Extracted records
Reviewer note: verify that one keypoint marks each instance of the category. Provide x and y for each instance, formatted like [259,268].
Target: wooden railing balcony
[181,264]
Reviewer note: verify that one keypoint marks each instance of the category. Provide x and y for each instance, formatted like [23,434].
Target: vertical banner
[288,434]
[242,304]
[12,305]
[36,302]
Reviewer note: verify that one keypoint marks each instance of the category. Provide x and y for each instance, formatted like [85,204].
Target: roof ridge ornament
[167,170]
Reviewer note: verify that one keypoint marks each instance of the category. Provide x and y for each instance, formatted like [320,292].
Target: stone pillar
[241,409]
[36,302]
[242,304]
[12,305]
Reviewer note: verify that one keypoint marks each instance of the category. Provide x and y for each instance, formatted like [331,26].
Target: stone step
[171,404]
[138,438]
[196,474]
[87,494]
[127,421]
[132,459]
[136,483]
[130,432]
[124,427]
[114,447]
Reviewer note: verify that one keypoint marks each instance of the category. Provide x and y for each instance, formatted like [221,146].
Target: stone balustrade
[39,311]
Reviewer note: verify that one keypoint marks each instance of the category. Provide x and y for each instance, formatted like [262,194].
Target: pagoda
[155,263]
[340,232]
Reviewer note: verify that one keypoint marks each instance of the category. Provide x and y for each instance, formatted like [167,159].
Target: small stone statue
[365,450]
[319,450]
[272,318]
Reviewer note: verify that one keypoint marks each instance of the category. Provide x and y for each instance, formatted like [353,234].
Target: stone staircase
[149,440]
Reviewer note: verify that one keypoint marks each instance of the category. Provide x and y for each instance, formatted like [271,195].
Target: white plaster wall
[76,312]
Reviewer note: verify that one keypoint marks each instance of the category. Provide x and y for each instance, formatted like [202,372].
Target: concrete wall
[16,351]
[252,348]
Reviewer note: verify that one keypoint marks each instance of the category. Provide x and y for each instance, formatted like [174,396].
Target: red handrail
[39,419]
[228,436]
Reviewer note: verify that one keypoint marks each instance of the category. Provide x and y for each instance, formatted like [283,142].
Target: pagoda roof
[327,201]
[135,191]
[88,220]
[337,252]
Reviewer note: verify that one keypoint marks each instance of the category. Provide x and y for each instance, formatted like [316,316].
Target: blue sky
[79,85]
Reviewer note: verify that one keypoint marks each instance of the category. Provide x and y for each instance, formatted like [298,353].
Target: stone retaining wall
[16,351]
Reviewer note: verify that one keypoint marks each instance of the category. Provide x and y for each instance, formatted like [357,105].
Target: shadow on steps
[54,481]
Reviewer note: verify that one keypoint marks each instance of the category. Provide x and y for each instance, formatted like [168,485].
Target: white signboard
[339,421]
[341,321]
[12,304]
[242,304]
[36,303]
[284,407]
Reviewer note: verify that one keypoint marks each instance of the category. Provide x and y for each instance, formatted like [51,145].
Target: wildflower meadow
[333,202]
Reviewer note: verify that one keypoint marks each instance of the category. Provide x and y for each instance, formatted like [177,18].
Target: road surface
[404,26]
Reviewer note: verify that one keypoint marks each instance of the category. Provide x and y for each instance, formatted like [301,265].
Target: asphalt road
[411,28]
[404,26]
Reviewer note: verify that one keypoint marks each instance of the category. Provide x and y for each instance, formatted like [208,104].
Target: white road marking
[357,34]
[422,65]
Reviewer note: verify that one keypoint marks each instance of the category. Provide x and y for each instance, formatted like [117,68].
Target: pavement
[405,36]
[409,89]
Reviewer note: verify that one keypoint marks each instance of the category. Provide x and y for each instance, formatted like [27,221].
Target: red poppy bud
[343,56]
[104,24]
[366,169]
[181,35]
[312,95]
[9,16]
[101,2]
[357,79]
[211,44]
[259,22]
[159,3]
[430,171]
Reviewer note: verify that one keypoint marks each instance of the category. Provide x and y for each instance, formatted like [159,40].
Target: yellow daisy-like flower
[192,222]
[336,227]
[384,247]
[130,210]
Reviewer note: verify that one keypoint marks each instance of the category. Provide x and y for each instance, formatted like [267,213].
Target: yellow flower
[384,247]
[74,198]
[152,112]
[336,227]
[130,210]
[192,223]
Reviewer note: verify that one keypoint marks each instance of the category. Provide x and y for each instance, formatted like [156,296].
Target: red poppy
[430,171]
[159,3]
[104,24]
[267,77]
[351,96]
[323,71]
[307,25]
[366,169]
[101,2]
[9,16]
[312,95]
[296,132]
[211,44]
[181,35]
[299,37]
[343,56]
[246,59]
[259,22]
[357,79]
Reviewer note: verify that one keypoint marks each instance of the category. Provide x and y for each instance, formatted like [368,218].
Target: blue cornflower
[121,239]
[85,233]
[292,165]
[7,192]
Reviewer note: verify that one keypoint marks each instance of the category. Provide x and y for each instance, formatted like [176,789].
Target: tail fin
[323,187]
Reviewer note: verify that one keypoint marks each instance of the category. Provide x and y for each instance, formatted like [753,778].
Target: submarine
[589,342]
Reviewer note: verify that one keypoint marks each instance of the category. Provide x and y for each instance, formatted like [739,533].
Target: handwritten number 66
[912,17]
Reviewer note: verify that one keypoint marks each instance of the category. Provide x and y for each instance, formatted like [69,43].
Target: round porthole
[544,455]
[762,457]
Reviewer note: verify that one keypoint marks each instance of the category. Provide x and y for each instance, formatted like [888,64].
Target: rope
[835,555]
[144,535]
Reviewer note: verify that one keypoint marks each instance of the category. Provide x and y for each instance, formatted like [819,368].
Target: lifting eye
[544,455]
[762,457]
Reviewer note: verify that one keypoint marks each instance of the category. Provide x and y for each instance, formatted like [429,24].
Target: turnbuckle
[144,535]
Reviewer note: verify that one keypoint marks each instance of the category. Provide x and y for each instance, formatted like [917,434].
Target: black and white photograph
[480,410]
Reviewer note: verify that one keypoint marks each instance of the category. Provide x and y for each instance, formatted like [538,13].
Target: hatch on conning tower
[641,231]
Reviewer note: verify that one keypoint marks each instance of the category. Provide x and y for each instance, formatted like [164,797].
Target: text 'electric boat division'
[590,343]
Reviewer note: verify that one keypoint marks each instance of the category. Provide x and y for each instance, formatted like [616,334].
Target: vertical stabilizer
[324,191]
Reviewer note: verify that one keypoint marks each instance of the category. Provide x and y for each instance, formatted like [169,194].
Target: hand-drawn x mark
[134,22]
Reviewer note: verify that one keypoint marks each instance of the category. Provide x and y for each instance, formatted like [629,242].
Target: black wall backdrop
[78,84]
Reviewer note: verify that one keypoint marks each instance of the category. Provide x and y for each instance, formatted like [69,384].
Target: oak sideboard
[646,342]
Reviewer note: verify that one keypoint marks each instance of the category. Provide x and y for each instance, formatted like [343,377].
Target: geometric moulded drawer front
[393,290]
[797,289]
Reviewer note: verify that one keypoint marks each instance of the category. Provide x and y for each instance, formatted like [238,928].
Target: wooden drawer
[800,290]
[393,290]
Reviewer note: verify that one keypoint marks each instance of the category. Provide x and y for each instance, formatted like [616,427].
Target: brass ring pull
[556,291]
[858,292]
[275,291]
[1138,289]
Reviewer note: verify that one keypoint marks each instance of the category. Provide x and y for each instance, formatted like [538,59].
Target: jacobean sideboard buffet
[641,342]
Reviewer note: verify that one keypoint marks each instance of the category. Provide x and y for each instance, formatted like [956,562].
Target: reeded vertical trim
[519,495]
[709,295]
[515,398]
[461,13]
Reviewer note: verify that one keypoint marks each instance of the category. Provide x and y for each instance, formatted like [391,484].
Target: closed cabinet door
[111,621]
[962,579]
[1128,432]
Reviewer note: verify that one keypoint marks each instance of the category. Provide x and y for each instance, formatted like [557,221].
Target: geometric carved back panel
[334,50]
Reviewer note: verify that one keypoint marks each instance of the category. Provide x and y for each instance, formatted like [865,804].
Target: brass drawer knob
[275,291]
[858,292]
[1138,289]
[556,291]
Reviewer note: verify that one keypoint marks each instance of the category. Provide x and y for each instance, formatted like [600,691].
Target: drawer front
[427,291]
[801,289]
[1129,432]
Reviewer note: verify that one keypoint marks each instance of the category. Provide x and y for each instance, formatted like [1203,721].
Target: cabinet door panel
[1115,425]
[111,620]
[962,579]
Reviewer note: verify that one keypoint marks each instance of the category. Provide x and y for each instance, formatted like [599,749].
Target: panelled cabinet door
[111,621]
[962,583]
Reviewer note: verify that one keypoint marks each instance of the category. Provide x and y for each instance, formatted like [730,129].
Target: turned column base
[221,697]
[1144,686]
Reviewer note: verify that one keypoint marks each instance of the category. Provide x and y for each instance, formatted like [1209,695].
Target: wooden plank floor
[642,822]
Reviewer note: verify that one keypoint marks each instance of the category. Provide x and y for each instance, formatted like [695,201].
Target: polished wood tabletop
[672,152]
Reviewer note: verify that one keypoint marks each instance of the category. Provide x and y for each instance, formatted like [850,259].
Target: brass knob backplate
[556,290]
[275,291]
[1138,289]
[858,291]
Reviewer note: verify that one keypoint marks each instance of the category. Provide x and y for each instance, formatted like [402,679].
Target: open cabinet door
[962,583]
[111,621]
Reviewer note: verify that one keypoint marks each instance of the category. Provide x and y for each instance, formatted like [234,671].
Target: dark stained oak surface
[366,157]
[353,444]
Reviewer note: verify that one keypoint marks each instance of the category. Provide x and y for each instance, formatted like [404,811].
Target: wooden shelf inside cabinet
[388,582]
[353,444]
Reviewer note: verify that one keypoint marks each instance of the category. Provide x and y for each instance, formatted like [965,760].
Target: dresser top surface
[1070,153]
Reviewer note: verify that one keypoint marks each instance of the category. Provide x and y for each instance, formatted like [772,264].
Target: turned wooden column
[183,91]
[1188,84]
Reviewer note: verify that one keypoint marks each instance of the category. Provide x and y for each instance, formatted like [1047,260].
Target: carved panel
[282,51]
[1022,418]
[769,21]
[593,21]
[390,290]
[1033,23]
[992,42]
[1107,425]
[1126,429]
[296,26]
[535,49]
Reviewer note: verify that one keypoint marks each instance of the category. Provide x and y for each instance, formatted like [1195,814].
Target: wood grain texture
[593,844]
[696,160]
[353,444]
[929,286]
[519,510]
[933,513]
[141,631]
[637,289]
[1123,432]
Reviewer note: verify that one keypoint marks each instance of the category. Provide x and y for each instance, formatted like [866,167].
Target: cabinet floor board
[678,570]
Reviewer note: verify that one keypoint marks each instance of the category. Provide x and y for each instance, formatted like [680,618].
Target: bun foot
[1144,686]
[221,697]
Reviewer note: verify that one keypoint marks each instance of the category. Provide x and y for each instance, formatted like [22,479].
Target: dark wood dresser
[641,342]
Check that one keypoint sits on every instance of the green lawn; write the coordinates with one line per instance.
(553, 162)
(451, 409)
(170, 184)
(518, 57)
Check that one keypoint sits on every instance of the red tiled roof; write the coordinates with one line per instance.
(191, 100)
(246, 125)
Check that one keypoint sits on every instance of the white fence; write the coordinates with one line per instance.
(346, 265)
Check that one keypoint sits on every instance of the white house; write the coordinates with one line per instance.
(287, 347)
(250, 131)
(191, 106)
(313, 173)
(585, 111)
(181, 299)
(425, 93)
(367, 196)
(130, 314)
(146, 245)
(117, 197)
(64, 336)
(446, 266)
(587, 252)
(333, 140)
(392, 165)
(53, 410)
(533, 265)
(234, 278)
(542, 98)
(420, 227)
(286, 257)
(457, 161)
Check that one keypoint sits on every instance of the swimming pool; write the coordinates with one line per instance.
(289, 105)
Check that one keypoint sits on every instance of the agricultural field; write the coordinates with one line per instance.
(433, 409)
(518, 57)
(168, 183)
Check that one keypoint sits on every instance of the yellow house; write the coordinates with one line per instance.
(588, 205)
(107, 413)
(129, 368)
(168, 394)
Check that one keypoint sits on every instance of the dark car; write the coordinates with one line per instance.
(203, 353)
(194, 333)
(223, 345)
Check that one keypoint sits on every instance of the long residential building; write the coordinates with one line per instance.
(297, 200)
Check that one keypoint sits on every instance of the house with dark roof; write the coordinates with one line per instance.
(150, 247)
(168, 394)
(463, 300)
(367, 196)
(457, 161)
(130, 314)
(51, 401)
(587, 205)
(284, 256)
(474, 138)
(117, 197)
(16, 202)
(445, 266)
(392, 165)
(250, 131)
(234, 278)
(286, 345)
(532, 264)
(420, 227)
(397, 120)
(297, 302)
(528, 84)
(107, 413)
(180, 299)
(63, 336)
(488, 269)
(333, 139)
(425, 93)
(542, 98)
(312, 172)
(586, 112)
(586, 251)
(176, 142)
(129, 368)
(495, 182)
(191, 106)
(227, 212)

● Task brief
Copy out the lines of the listing word for word, starting with the line that contains "Check that one keypoint sits on every instance of the dark" and continuing through the final line of the listing, with both of those lines included.

● Problem solution
Check that one keypoint sits on every instance of the dark car; write the coordinates with one line per instance.
(203, 353)
(194, 333)
(223, 345)
Check that one keypoint sits on every instance of the long residential building; write the coordinates with one line per instance.
(297, 200)
Check that one keypoint sits on every instance of the house with dark roof; write the coordinates with one line per instance.
(150, 247)
(168, 394)
(463, 300)
(367, 196)
(457, 161)
(130, 314)
(51, 401)
(587, 205)
(284, 256)
(474, 138)
(117, 197)
(16, 202)
(445, 266)
(392, 165)
(250, 131)
(234, 278)
(286, 345)
(532, 264)
(420, 227)
(397, 120)
(297, 302)
(528, 84)
(107, 413)
(180, 299)
(63, 336)
(488, 269)
(333, 139)
(425, 93)
(542, 98)
(312, 172)
(586, 112)
(586, 251)
(176, 142)
(129, 368)
(495, 182)
(191, 106)
(227, 212)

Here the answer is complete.